Request:
Count the lines of the data below that contain the string "sleeve". Reply with the number alone.

## Start The input

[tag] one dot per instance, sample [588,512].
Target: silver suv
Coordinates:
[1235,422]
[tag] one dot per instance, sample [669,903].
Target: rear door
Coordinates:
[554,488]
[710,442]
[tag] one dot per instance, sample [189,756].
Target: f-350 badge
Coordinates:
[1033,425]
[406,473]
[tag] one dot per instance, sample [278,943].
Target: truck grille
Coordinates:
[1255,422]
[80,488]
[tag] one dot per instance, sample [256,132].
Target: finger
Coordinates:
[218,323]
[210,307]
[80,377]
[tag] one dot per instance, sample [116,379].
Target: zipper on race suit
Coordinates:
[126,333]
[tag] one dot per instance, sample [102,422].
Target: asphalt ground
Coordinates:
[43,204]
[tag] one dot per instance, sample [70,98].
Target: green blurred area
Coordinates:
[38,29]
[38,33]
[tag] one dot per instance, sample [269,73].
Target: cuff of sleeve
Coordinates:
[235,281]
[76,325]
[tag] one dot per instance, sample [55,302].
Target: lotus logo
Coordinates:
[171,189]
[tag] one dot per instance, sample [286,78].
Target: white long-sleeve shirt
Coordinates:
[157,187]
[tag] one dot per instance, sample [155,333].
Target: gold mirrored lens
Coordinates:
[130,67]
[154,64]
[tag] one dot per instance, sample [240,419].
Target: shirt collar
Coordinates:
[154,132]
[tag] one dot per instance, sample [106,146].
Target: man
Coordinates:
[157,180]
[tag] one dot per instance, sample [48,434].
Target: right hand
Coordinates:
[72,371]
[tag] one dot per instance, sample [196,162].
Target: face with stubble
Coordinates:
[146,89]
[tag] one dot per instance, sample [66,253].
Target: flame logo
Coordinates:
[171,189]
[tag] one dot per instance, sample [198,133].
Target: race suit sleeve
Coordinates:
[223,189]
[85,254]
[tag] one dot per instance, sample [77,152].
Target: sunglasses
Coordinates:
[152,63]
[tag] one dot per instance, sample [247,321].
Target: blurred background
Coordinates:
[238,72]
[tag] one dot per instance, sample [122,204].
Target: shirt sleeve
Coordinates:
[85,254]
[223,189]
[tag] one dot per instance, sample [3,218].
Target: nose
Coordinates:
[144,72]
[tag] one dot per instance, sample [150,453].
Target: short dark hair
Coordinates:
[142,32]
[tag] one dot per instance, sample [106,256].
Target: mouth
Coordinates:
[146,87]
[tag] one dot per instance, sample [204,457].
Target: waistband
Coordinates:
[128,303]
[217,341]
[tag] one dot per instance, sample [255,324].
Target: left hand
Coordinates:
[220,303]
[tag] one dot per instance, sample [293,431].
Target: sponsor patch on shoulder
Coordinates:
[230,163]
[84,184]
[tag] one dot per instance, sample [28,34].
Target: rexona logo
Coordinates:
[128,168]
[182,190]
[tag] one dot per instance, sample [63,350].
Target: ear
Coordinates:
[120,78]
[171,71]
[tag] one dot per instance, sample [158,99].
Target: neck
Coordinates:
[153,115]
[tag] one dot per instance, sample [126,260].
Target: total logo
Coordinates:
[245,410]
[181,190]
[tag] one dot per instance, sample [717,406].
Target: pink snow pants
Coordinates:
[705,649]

## End The input
## Start The input

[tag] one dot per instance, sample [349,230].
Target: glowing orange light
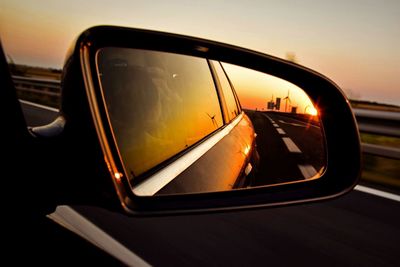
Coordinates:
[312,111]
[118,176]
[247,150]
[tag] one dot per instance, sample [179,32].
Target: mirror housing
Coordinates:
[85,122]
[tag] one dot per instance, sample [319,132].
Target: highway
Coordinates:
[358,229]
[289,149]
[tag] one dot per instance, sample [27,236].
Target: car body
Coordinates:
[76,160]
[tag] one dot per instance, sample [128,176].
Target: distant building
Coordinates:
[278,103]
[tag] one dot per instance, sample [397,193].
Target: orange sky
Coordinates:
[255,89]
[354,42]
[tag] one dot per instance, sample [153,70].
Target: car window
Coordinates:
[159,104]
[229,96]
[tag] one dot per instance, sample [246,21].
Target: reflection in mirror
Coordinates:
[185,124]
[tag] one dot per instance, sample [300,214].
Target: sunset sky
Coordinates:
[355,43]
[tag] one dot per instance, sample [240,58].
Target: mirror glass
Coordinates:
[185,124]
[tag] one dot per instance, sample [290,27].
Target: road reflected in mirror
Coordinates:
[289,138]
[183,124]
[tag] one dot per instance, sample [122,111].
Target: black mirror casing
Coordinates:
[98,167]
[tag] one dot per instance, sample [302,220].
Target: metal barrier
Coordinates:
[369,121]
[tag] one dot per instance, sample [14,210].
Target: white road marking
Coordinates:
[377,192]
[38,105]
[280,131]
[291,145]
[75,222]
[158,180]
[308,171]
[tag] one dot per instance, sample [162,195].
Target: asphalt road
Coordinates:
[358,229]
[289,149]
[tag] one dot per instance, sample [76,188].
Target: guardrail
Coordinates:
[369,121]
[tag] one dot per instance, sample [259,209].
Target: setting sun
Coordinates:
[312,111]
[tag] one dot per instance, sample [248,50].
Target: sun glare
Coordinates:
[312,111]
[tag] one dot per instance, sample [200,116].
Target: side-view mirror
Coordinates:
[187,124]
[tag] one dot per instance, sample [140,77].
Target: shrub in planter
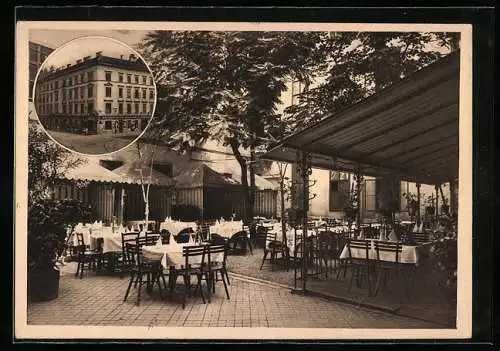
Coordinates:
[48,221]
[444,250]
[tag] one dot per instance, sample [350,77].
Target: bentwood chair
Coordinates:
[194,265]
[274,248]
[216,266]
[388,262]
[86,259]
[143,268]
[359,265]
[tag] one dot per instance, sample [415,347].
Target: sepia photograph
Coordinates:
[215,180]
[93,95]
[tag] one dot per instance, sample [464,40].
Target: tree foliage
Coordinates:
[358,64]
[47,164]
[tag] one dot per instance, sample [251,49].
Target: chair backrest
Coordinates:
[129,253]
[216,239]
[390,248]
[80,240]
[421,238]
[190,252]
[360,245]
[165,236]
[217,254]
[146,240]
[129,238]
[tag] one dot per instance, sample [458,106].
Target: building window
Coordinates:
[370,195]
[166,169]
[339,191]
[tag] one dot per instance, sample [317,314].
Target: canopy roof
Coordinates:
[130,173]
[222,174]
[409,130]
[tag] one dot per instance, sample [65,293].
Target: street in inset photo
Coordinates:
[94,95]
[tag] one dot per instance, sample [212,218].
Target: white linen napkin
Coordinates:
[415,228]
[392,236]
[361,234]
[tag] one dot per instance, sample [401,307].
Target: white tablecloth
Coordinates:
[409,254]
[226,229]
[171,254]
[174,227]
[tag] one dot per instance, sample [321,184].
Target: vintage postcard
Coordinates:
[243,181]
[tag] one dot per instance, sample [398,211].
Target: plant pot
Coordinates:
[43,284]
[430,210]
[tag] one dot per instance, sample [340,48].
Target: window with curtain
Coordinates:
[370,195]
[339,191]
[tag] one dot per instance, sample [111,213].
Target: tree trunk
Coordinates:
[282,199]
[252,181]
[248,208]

## End The input
## Start The input

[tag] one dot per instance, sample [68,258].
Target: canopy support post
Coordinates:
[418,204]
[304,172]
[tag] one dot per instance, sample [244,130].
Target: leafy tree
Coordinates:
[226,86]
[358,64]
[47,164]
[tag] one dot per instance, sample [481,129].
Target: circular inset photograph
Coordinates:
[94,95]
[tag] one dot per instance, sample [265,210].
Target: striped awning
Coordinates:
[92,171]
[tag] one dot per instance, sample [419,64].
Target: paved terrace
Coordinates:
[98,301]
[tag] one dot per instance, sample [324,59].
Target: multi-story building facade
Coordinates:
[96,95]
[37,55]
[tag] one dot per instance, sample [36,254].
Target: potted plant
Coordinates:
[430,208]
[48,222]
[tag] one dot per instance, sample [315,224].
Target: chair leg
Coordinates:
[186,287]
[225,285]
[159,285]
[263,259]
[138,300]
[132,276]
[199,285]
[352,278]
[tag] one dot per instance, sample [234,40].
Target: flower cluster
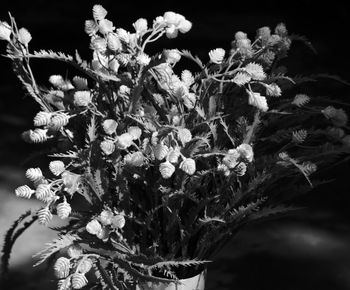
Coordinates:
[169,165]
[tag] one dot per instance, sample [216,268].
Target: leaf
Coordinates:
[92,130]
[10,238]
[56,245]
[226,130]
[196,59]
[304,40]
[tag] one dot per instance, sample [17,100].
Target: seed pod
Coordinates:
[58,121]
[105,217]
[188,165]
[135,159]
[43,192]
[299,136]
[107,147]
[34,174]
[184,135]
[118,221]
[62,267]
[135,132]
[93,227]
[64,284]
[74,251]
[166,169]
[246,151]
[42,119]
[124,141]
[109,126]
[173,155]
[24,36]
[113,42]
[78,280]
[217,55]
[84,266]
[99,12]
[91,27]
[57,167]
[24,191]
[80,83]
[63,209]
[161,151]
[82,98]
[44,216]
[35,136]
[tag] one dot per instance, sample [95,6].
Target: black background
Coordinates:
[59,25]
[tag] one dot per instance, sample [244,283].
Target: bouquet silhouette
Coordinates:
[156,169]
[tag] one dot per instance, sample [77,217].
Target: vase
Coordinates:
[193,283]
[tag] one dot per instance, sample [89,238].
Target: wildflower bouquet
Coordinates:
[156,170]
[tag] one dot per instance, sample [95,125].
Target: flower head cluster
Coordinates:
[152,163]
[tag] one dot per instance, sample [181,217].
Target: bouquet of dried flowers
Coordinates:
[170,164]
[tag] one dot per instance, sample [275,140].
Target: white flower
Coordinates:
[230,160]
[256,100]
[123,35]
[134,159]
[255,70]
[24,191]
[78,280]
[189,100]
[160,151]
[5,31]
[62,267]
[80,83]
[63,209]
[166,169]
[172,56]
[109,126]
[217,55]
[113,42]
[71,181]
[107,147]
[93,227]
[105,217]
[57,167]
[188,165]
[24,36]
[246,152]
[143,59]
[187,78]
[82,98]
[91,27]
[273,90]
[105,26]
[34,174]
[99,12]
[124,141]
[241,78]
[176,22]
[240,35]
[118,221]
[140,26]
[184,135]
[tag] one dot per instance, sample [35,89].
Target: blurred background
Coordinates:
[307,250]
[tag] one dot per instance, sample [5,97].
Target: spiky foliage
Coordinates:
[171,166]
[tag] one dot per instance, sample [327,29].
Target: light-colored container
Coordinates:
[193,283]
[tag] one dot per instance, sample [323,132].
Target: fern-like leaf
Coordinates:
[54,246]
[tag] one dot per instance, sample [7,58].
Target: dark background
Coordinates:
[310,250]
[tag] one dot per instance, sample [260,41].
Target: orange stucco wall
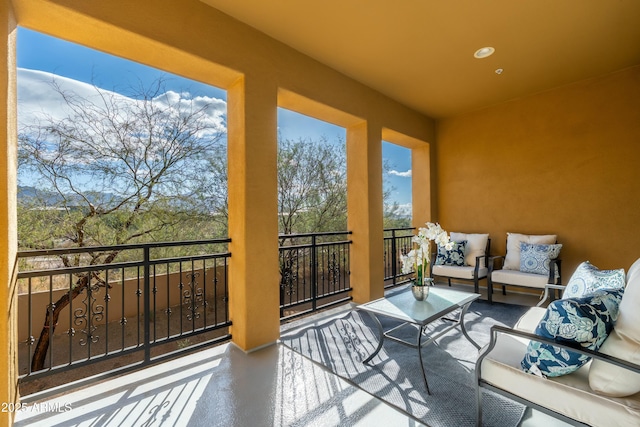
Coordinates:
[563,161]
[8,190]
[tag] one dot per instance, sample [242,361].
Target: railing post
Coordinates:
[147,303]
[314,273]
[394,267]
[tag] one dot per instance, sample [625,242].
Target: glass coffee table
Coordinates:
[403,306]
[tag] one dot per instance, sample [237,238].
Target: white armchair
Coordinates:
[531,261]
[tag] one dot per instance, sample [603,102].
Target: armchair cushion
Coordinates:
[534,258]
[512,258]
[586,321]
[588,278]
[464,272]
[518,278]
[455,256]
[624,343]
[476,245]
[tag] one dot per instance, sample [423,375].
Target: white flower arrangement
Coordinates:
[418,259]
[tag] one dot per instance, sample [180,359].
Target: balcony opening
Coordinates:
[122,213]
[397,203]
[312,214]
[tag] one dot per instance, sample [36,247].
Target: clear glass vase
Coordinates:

## End The input

Result for this task:
4